Challenge —
Return nothing but the lines from the line with "Please annotate the white" through the last line of the entries that follow, copied exactly and free of pictures.

Dataset excerpts —
◇ ◇ ◇ ◇ ◇ ◇ ◇
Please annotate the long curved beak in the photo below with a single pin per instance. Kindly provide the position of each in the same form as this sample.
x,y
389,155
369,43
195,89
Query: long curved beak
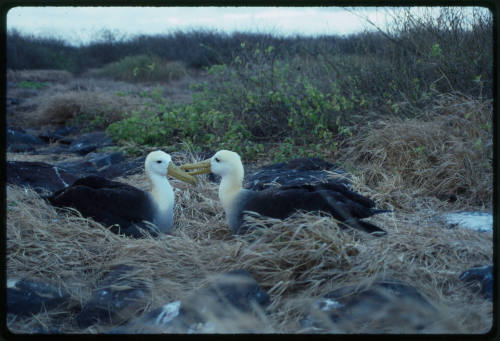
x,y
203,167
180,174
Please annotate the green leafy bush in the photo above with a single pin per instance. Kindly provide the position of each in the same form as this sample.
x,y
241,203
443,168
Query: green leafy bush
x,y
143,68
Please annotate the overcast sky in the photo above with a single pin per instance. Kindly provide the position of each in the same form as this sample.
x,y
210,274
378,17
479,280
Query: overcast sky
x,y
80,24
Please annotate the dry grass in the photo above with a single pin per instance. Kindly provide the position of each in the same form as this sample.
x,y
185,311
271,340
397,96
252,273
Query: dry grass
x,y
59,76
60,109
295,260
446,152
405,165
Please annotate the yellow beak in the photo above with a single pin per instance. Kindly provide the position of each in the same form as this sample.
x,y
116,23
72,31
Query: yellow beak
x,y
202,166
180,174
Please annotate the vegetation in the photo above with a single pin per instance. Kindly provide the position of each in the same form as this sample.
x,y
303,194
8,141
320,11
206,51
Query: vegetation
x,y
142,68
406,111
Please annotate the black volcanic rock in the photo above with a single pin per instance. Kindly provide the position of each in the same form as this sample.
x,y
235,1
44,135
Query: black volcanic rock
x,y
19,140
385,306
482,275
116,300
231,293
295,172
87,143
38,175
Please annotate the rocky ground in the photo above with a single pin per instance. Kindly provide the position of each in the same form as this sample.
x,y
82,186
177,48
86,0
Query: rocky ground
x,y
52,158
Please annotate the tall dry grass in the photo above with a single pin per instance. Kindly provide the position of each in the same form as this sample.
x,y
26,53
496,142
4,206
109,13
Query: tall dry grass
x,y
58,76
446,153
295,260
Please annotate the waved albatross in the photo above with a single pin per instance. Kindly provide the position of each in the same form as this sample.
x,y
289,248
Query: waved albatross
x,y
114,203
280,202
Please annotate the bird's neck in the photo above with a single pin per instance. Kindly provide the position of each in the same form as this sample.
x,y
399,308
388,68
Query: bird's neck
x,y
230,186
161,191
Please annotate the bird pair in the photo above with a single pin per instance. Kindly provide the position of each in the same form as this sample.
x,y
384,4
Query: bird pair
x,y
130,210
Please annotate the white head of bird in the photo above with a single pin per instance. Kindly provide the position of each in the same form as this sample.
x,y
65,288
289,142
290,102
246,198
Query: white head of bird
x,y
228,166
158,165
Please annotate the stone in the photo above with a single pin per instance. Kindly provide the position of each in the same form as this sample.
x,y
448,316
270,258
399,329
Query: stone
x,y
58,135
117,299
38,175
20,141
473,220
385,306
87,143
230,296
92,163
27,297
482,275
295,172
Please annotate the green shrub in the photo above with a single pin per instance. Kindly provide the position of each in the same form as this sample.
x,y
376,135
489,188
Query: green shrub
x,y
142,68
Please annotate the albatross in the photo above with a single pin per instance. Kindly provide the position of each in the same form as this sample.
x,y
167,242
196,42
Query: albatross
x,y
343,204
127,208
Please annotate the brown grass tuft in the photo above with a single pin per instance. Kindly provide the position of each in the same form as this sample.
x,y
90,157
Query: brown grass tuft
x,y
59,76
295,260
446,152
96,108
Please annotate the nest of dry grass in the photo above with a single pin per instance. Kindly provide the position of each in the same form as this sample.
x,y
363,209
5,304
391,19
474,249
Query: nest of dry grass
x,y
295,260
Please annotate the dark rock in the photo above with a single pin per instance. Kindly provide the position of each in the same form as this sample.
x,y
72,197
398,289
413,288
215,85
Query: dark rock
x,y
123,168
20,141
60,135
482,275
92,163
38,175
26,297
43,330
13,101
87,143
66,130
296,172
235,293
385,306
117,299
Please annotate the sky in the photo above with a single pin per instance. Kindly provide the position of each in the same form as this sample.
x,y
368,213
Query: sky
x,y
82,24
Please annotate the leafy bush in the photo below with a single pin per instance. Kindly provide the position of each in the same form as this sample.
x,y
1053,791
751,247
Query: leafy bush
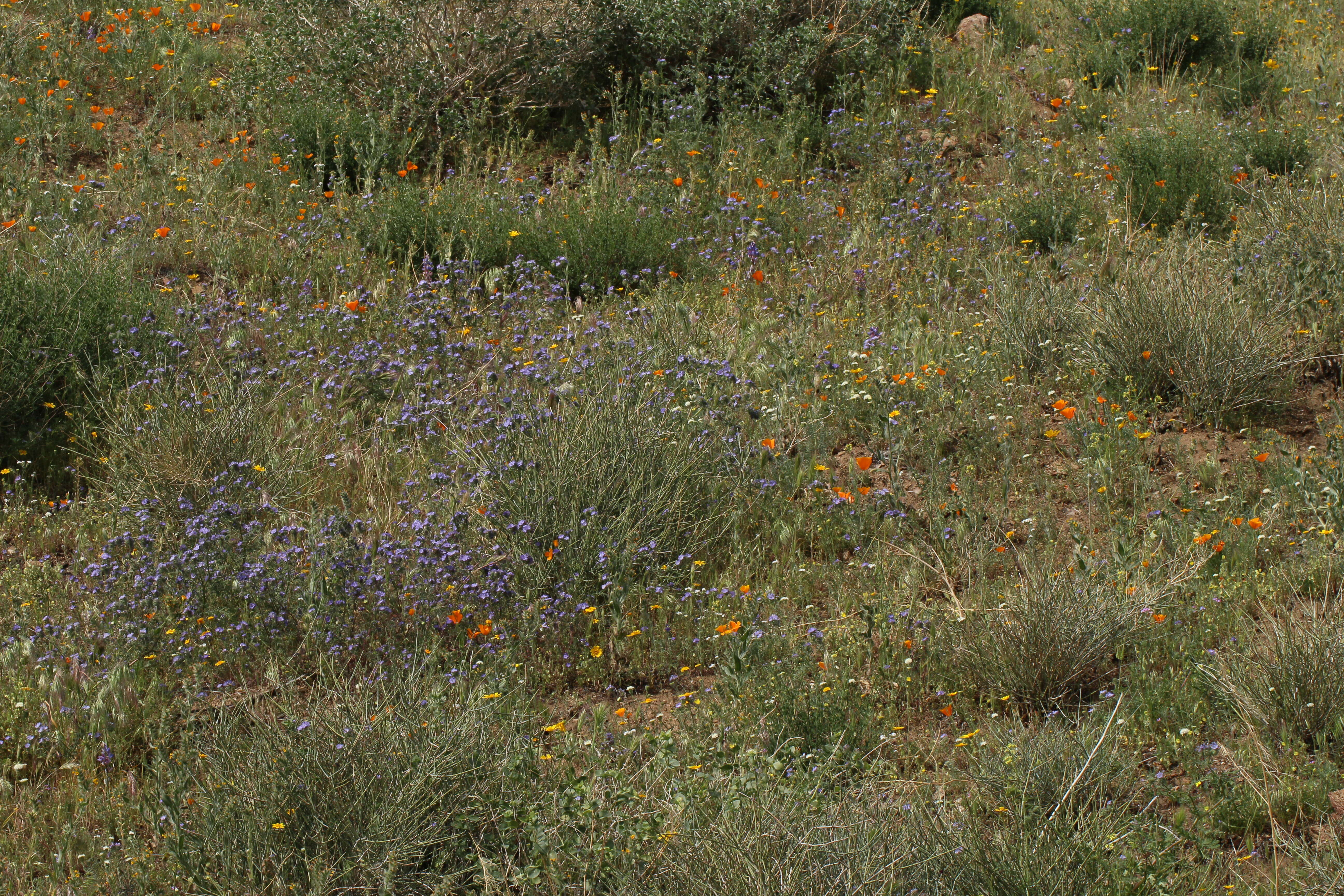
◇ ◇ ◇ ◇ ◇ ◇ ◇
Exercise result —
Please annotate the white head of bird in the photo above with a single pin per instance. Kindly provide the position of each in the same form as this sample.
x,y
65,288
289,142
290,102
246,198
Query: white head of bird
x,y
228,166
158,165
Please annotate the stone in the photo above with a single pin per instance. Kindly provide the position of each in the same form as this sample.
x,y
448,316
270,258
399,329
Query: stone
x,y
58,135
117,299
38,175
20,141
473,220
385,306
87,143
230,296
92,163
27,297
482,275
295,172
Please annotate the green shrub in the photo above with a single pin per instance. Kindly provide the position of each in the same form as this sample.
x,y
376,135
489,188
Query: green shrub
x,y
142,68
Please annotate the albatross in the photo above with a single pin per instance. Kindly provide the position of each in the same form as this sample.
x,y
167,242
196,42
Query: albatross
x,y
343,204
127,208
Please annotate the brown grass tuft in the photo above with a single pin per instance. Kindly provide the position of each in the same form as this sample.
x,y
90,157
Query: brown grass tuft
x,y
59,76
295,260
446,152
96,108
Please annotate the nest of dry grass in the photo above with a single pin per instance. Kindly provide the position of each in the same form as this sample.
x,y
363,209
5,304
391,19
474,249
Query: nest of dry grass
x,y
295,260
Please annotate the dark rock in the photo above with a single pin per instance. Kindly provide the position of each in the same form as this sample.
x,y
72,197
398,289
413,288
215,85
Query: dark rock
x,y
123,168
20,141
60,135
482,275
92,163
38,175
26,297
43,330
13,101
87,143
66,130
296,172
235,293
385,306
117,299
Please annotate the sky in the photo above with a single pin per instance. Kindly provide the position of each in the same form as this sample.
x,y
368,213
Query: sky
x,y
82,24
Please annotate the leafy bush in the photo below with a single pin per instance. Kindly provide the position of each in the same form as this sample.
x,y
1053,791
751,247
Query: leafy bush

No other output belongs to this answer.